▸ EXERCISE INSTRUCTIONS:
Format every line of the material below as a Markdown table with the columns "Row" and "Line text", numbering the rows in order and omitting blank lines.

[Bounding box annotation entries]
§ §

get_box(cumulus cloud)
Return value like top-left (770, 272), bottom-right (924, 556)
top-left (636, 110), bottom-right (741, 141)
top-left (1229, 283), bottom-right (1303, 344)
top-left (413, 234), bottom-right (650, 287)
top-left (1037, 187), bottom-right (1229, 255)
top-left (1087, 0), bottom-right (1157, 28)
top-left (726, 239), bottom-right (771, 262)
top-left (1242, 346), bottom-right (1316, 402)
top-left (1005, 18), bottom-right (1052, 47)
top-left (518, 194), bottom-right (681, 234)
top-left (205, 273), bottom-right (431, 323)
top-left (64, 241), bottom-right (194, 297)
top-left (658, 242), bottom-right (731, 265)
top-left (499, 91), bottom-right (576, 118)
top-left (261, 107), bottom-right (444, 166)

§ §

▸ EXPECTED ANSWER:
| Row | Line text |
|---|---|
| 1 | get_box(cumulus cloud) |
| 2 | Return value like top-left (770, 272), bottom-right (924, 556) |
| 3 | top-left (636, 110), bottom-right (741, 141) |
| 4 | top-left (1229, 283), bottom-right (1303, 344) |
| 5 | top-left (413, 234), bottom-right (650, 287) |
| 6 | top-left (1037, 187), bottom-right (1229, 255) |
| 7 | top-left (1087, 0), bottom-right (1157, 28) |
| 8 | top-left (726, 239), bottom-right (771, 262) |
| 9 | top-left (1242, 346), bottom-right (1316, 402) |
| 10 | top-left (1005, 18), bottom-right (1052, 47) |
| 11 | top-left (518, 194), bottom-right (681, 234) |
| 12 | top-left (205, 273), bottom-right (431, 323) |
| 13 | top-left (64, 241), bottom-right (194, 297) |
| 14 | top-left (658, 242), bottom-right (731, 265) |
| 15 | top-left (499, 91), bottom-right (576, 118) |
| 16 | top-left (261, 107), bottom-right (444, 166) |